◆ **WHAT IS REQUIRED**
Write out each of the rows below word for word, omitting the pictures.

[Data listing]
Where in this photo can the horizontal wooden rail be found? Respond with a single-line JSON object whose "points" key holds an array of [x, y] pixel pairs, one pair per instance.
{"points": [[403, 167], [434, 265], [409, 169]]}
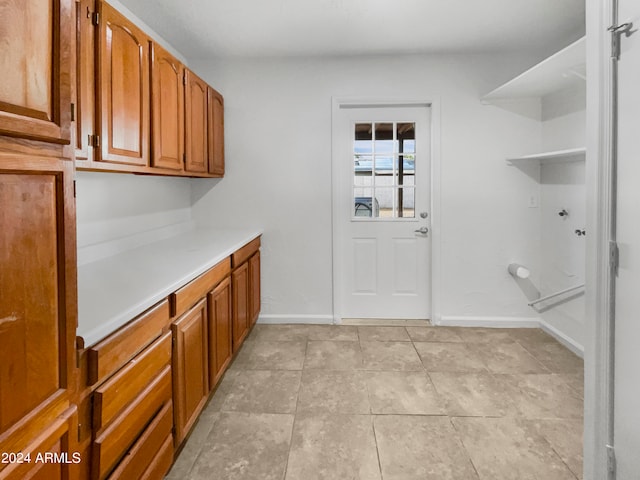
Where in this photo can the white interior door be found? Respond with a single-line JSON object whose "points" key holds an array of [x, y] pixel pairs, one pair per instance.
{"points": [[627, 306], [382, 202]]}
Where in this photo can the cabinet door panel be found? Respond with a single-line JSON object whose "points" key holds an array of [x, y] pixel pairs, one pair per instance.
{"points": [[216, 133], [124, 90], [52, 454], [240, 291], [220, 341], [35, 277], [196, 124], [34, 59], [168, 110], [190, 368]]}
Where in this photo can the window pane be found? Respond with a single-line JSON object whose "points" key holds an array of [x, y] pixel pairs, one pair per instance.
{"points": [[405, 166], [363, 138], [406, 135], [363, 203], [385, 201], [406, 202], [384, 138], [362, 165]]}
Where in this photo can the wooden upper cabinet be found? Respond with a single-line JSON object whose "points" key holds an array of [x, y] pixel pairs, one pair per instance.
{"points": [[123, 90], [35, 101], [216, 133], [84, 91], [167, 94], [196, 114]]}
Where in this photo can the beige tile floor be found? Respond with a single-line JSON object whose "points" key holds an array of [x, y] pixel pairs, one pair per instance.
{"points": [[304, 402]]}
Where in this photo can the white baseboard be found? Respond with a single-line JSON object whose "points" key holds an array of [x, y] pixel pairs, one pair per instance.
{"points": [[303, 319], [489, 322], [571, 344]]}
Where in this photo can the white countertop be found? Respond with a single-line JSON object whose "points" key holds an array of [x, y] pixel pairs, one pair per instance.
{"points": [[114, 290]]}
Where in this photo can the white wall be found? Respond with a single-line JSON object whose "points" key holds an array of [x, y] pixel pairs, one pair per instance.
{"points": [[120, 211], [278, 151], [562, 186]]}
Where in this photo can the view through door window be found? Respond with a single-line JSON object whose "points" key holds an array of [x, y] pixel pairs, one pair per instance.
{"points": [[384, 156]]}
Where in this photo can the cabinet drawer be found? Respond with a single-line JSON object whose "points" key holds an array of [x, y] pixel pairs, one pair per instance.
{"points": [[161, 463], [139, 459], [242, 255], [187, 296], [121, 389], [111, 354], [111, 445]]}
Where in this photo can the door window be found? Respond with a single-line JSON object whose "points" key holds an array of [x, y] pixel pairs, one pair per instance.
{"points": [[384, 158]]}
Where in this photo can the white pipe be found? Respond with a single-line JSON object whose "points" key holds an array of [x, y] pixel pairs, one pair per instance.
{"points": [[553, 295]]}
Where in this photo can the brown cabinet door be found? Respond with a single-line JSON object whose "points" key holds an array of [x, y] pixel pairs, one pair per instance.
{"points": [[53, 455], [167, 94], [240, 291], [216, 133], [123, 90], [35, 58], [196, 144], [254, 288], [37, 297], [84, 86], [220, 342], [37, 285], [190, 367]]}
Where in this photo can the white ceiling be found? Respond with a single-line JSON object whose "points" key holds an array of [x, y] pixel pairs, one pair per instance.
{"points": [[250, 28]]}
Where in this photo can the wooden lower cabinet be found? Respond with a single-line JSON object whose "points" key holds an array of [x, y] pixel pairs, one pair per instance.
{"points": [[240, 289], [220, 327], [190, 368], [254, 287]]}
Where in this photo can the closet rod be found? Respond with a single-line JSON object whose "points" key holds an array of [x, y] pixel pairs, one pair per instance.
{"points": [[553, 295]]}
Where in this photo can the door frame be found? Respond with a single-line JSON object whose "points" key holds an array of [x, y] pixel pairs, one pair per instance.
{"points": [[600, 284], [336, 179]]}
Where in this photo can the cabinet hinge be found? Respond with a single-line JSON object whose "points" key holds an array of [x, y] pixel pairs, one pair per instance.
{"points": [[611, 461], [614, 257], [94, 141], [616, 36]]}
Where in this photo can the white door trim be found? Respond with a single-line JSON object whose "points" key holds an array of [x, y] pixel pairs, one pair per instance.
{"points": [[598, 395], [337, 233]]}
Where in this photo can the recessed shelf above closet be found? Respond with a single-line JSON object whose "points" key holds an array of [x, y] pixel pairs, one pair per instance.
{"points": [[561, 70], [558, 156]]}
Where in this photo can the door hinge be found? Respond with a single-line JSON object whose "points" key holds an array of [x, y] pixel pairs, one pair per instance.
{"points": [[614, 257], [94, 141], [616, 36], [611, 461]]}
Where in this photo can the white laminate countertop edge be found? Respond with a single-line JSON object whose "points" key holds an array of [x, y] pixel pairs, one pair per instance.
{"points": [[114, 290]]}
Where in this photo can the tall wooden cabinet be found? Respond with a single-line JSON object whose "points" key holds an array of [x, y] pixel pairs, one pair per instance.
{"points": [[34, 61], [123, 89], [38, 305]]}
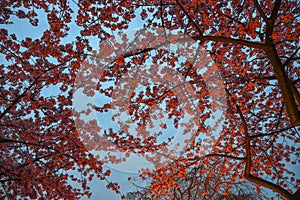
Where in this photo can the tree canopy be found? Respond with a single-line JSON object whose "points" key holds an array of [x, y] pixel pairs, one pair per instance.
{"points": [[222, 74]]}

◆ **RESULT OF THIS EXERCISE**
Where in this photo can the horizontal wooden rail be found? Respond with a single-line JSON object whose "points" key holds an array of [x, y] pixel pairs, one pair per instance.
{"points": [[403, 167], [434, 265], [409, 169]]}
Where in this photo can the white interior door be found? Respond with a single-line JSON object whose "points" key holds an array of [x, y] pixel pairs, one pair per instance.
{"points": [[627, 306], [382, 202]]}
Where in this photo can the cabinet door panel be found? Respond with a single-line JSON object whose "points" key holds an array of [x, y] pixel pairs, one pair per instance.
{"points": [[216, 133], [124, 90], [52, 454], [240, 291], [220, 341], [35, 277], [196, 124], [34, 59], [168, 110], [190, 368]]}
Where in this photo can the window pane be found? Respond with a single-line JSON object whose "points" key holds an array of [x, y] pixel pairs, one pair per instance.
{"points": [[405, 166], [363, 138], [406, 135], [363, 203], [385, 201], [406, 202], [384, 138], [362, 165]]}
Where in this photo can the wooden upper cabinet be found? Respond with a single-line JSON object whose "points" key holds an array of [x, y] pixel pairs, one pair per instance.
{"points": [[123, 90], [35, 101], [216, 133], [84, 91], [167, 94], [196, 114]]}
Where in this photo can the beige tile floor be found? Respond with a single-line JSON object whose "points" key holds an array of [x, y] pixel pairs, one pair per instance.
{"points": [[304, 402]]}
Where in this photo can the white baseboard be found? Respond with a single-line JSON object whose "points" key holds an array of [x, y] pixel pairs, one pair per instance.
{"points": [[303, 319], [489, 322], [571, 344]]}
Where in this photo can the white countertop be found? Respond with a single-line JSON object whose "points" key holds an array of [x, y] pixel pairs, one pair per instance.
{"points": [[114, 290]]}
Where in this photo can the white wall be found? Respond with a single-line JSON object whose "points" key holds an array of [x, y] pixel pairs, one pair per instance.
{"points": [[120, 211], [278, 151], [562, 186]]}
Where in this photo can the view through door window be found? Respond with a single-line JSON object whose "points" key holds an array of [x, y] pixel pairs, one pair per instance.
{"points": [[384, 156]]}
Where in this photo can the cabinet drawer be found? Respond with a single-line JSON object whose "points" key holds an array of [x, y] pixel pairs, one pair per instance.
{"points": [[161, 463], [139, 459], [242, 255], [187, 296], [121, 389], [111, 354], [111, 445]]}
Where in this photo can the door window be found? Respond with a single-line JSON object whose "points" key holds an array of [x, y] pixel pairs, one pair per instance.
{"points": [[384, 158]]}
Where in this photo can the white pipe be found? Respond with a single-line JSON object whose "points" key holds an array of [x, y] pixel pairs, one pair per instance.
{"points": [[553, 295]]}
Where in this photo can the brown cabinet door be found? Respond with a single-line JSON object whose "points" key holds an array of [x, y] pixel pairs, one pair per instance.
{"points": [[53, 455], [167, 94], [240, 291], [216, 133], [123, 90], [35, 58], [196, 144], [254, 288], [37, 297], [84, 86], [220, 342], [37, 285], [190, 367]]}
Where in this photo can the white ceiling be found? Respond with a single-line JSON object whose "points" key holds an array of [x, y] pixel pairs, one pair per instance.
{"points": [[250, 28]]}
Where in this photo can the wooden lower cabinet be found? Respond with a single-line JSON object whose "points" key holds an array of [x, y] pixel pairs, one pair per instance.
{"points": [[240, 289], [220, 327], [190, 368], [254, 287]]}
Where in this photo can the closet rod be found? Respond with a single-line JSON object whose "points" key holds an array of [x, y] pixel pairs, one pair per instance.
{"points": [[553, 295]]}
Where in this photo can the door frame be found? Respond with a single-line JSON object whose "points" key holds an array of [x, y] pixel pairs, one pair per instance.
{"points": [[600, 284], [336, 179]]}
Where in this photo can the cabinet hinge be found? Respond with a single-line JSON object whose "points" key holds an array of [x, y] pixel pairs, one pair per instance.
{"points": [[611, 461], [614, 257], [94, 141], [616, 36]]}
Where in this photo can the white door trim be found? Respond with a single-line JSON object whose "points" key holds an array of [x, y] pixel pairs, one pair per instance.
{"points": [[598, 395], [337, 233]]}
Where in this photo can the recessed shelf above closet be found? Respond with a single-line JSON object whose "points" key holds an array of [x, y] pixel pairs, one pair per instance.
{"points": [[561, 70], [558, 156]]}
Where in this photo can the door hinge be found? Respond with a single-line JSON object whose "points" key holds an array of [x, y] pixel pairs, one pair per instance.
{"points": [[614, 257], [94, 141], [616, 36], [611, 461]]}
Where in this photo can the white laminate countertop edge be found? Respond with a single-line JSON object whose "points" key holds an array of [x, y] pixel pairs, one pair per instance.
{"points": [[114, 290]]}
Where in this photo can the tall wooden cabinet be found? Respond with a single-line JSON object whose "points" key holds an array of [x, y] pixel pairs, one pair per instance.
{"points": [[34, 61], [123, 89], [38, 305]]}
Where in this photo can the tree canopy be found? Respond with a single-line JSON object whose "points" key holds an array of [x, y] pixel pairs, one pair per instance.
{"points": [[222, 74]]}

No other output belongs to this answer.